___ RECORD EXCERPTS ___

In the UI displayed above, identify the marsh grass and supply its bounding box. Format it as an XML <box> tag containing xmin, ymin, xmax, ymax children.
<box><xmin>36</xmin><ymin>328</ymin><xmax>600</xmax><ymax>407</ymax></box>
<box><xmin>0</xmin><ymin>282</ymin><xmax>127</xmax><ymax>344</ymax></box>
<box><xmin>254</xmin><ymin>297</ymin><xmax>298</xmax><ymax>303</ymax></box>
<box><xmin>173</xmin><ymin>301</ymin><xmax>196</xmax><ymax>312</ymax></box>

___

REQUIREMENT: Rewrite every line of the listing above, including the request, and shift each bounding-box coordinate in the answers up by 32.

EXPECTED OUTPUT:
In the UI displayed above, identify the marsh grass and supply its bounding box. Format it as an XML <box> tag containing xmin, ymin, xmax, ymax children.
<box><xmin>68</xmin><ymin>360</ymin><xmax>632</xmax><ymax>439</ymax></box>
<box><xmin>32</xmin><ymin>314</ymin><xmax>159</xmax><ymax>376</ymax></box>
<box><xmin>286</xmin><ymin>329</ymin><xmax>330</xmax><ymax>335</ymax></box>
<box><xmin>205</xmin><ymin>333</ymin><xmax>228</xmax><ymax>344</ymax></box>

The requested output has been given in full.